• Exercise prompt:
List every U.S. state named in the William Wilkinson obituary below.

• Provided text:

• • • • •

WILLIAM WILKINSON                      GRAVESTONE PHOTO                      

The Yates Center News, November 29, 1912

Died:  November 22, 1912




  William Wilkinson was born in Schuylkill county, Pennsylvania, July 9th, 1834, and died at Iola, Kansas, at the hospital where he had been taken for treatment, November 22nd, 1912.  He was born of Irish parents, his father having been born in County Derby, Ireland, but come to this country in the early part of the nineteenth century.  He first settled in Philadelphia with his family.  In 1840, accompanied by his family he moved to Illinois, locating upon a farm near Farmington, where he spent the remaining days of his life.

  William Wilkinson, the subject of this sketch, spent the first six years of his life in the city of his birth and accompanied his parents to Fulton county, Ill.  where he grew to manhood upon a farm.  He spent the winter months in the district schools near his home and the summer assisting with the farm work.

• • • • •

• Dataset:
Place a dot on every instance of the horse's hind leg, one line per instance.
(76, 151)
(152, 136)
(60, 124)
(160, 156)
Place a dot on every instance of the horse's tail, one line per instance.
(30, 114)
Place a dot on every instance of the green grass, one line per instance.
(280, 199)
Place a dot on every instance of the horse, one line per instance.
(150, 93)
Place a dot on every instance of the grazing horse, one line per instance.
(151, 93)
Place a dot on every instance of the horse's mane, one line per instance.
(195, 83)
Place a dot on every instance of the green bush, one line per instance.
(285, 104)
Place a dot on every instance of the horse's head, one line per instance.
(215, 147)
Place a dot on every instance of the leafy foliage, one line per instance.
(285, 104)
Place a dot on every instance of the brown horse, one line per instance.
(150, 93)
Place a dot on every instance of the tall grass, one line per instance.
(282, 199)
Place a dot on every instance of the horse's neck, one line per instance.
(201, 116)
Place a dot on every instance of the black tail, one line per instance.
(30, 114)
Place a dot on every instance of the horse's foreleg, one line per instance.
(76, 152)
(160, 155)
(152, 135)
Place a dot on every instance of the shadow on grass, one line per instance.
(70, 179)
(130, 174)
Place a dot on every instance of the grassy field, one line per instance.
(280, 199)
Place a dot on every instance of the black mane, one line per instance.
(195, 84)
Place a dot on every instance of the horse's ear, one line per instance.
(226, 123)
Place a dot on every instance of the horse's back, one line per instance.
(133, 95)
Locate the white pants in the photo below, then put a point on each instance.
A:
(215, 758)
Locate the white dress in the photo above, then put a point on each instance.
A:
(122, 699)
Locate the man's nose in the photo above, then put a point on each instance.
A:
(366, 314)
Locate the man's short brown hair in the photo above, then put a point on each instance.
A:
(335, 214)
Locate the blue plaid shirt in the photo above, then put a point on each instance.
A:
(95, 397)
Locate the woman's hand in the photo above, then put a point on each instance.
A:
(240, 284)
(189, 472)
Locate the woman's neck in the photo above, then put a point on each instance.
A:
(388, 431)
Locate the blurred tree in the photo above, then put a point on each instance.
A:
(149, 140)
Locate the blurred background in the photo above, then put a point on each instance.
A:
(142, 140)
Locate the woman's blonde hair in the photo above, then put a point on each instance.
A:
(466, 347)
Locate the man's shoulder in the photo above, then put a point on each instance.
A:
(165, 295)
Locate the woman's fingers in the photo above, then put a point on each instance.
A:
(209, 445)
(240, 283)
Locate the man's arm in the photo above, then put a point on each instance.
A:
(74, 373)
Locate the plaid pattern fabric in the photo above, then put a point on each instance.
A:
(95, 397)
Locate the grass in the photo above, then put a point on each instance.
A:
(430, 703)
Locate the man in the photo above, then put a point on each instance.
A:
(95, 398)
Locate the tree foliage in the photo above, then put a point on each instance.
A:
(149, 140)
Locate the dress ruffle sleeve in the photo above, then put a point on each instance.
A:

• • • • •

• Your solution:
Pennsylvania, Kansas, Illinois